● Task details:
Turn every line of the records below into a JSON list of strings, one string per line, leaving out blank lines.

● Materials provided:

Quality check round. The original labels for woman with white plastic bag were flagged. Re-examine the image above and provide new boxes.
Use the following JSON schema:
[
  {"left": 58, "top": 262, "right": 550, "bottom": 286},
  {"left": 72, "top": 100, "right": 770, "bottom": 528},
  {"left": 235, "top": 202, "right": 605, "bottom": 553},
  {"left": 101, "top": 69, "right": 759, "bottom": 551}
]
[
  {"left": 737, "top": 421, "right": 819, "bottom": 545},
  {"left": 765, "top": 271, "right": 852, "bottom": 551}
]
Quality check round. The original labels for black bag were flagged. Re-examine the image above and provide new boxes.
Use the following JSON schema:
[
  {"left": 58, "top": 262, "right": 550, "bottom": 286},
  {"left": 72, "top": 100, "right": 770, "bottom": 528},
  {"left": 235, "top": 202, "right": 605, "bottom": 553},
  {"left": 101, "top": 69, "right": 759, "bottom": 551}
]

● Task result:
[
  "Quality check round. The original labels for woman with white plastic bag were flagged. Re-examine the image above and provide new boxes.",
  "Use the following JSON schema:",
  "[",
  "  {\"left\": 58, \"top\": 262, \"right\": 550, \"bottom\": 286},",
  "  {\"left\": 72, \"top\": 100, \"right\": 770, \"bottom\": 528},",
  "  {\"left\": 235, \"top\": 202, \"right\": 605, \"bottom\": 553},",
  "  {\"left\": 101, \"top\": 69, \"right\": 759, \"bottom\": 551}",
  "]",
  "[",
  "  {\"left\": 737, \"top\": 421, \"right\": 819, \"bottom\": 545},",
  "  {\"left\": 765, \"top\": 271, \"right\": 852, \"bottom\": 551}",
  "]",
  "Quality check round. The original labels for black bag were flagged. Re-examine the image above and provide new boxes.",
  "Use the following JSON schema:",
  "[",
  "  {\"left\": 58, \"top\": 262, \"right\": 550, \"bottom\": 286},",
  "  {\"left\": 72, \"top\": 100, \"right\": 770, \"bottom\": 528},",
  "  {\"left\": 235, \"top\": 202, \"right\": 605, \"bottom\": 553},",
  "  {\"left\": 101, \"top\": 69, \"right\": 759, \"bottom\": 551}",
  "]"
]